Meh, I don't think it was overacting. I mean, the whole thing was pretty melodramatic, what can you do? Also, do you mean did she repent, or was she redeemed? Or both?
Take your pick

I think she realized at the end she was on the wrong side, but I also think she busted Bajoran Hell wide open
 
Yes, I think that's what that scene was meant to convey.

DS9 always had a rich examination of people's individual faith, from Sisko's journey into belief/faith, to Kira's emphatic faith (tempered by knowing she needed to function in secular environments, as well as that fact that she had committed distasteful and decidely non-virtuous acts in her fight against the Cardassians), to Winn's somewhat transparently ambitious and self-serving faith - which had elements analogous i think to modern "prosperity theology": that is, "I serve the Prophets, I should be amply rewarded for being a good girl" (which, btw, for those who will assume so, is NOT normative christian theology).

For the record, I don't agree with the idea that Winn never actually had faith in the Prophets. I just think her faith was immature and struck thru with a sense of entitlement.
 
never understood the point of the bajoran religion, what's in it for them for worshipping the wormhole aliens? i mean christians and muslims get an eternal afterlife, the residence of which determined by their conduct here, buddhist who do what they are told to do go straight into nirvana, and hindus i don't know where, but certainly something nice. and as long as they are here, they can convince themselves that they own the truth, and morals, and enjoy the richest spiritual experiences and all that mumbojumbo, but the bajorans, what do they have?

## [REQUIRED WORK]
Carry on the forum discussion about Winn and the Bajoran faith from the point where it stops.

## [RECORD EXTRACTS]

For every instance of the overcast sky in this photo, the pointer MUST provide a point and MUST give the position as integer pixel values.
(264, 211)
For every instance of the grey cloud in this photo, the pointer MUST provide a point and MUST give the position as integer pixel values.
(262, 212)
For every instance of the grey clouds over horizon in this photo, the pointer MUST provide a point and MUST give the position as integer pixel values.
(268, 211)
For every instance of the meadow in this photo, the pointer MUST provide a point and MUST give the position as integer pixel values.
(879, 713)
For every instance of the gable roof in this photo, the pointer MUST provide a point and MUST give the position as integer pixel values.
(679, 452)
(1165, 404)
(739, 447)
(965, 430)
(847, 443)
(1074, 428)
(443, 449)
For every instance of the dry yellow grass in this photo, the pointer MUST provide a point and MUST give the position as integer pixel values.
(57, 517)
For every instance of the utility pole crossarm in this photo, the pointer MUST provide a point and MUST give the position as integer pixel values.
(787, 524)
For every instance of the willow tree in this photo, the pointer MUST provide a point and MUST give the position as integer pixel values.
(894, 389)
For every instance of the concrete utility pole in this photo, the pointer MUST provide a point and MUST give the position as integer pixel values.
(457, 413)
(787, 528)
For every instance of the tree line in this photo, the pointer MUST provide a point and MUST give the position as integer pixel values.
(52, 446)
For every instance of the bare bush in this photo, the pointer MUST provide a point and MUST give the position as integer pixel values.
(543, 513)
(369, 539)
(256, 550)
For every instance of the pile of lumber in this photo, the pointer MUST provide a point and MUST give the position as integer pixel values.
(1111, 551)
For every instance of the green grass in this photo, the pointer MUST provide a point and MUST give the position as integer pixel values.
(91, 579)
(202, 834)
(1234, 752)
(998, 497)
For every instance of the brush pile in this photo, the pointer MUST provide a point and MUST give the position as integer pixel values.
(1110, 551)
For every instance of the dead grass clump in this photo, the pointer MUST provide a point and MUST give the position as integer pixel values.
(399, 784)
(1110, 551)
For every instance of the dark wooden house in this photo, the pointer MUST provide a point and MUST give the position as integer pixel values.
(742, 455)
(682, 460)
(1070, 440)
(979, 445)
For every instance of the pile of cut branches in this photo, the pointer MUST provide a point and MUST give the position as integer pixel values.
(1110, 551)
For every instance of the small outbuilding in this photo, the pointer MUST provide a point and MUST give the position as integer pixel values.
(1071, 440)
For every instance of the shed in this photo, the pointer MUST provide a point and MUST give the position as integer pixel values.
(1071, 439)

## [EXERCISE ANSWER]
 
never understood the point of the bajoran religion, what's in it for them for worshipping the wormhole aliens? i mean christians and muslims get an eternal afterlife, the residence of which determined by their conduct here, buddhist who do what they are told to do go straight into nirvana, and hindus i don't know where, but certainly something nice. and as long as they are here, they can convince themselves that they own the truth, and morals, and enjoy the richest spiritual experiences and all that mumbojumbo, but the bajorans, what do they have?

Dont they believe their Pagh will join the Prophets in the Celestial Temple? Given that the Prophets are real, have said that they are "of Bajor" and the Bajorans know the Emissary I think the Bajorans are quite comfortable with what happens next.
 
The Bajorans get Orbs, orb experiences, visions. They get quite a bit in the here and now without having to shed their mortal shell as well.
 
The Bajorans get Orbs, orb experiences, visions. They get quite a bit in the here and now without having to shed their mortal shell as well.
This seems to be what was implicated in the series.

One of the things I like about the way DS9 portrayed Bajoran religion is it didn't suggest that it answered every significant question the believer might have, or act as a supernatural "get out of jail free card" - but it did connect with the individual believer's personal journey as well as that of the community as a whole. It was both very mystical and mysterious but also a concrete source of comfort and direction/guidance for the believer. And it allowed for the possibility that there would be moral grey areas, areas of uncertainty, but also areas where there was certainty, if that makes any sense.
 
Indeed on DS9 nobody disputed that the Prophets were powerful beings or that the wormhole was probably the Celestial Temple. Starfleet didnt believe they were Gods though and the Bajorans did. That was great.

Im not a religious person but if I was in Starfleet and the Bajoran wormhole aliens ended up wiping out an enemy fleet out because "their emissary" asked them to save Bajor, I might reconsider!
 
^ Really? To me they're just powerful aliens, many species are capable of doing that. I'm religious but if I wasn't, honestly that would have no bearing on it. Interesting how people look at things in different ways. :)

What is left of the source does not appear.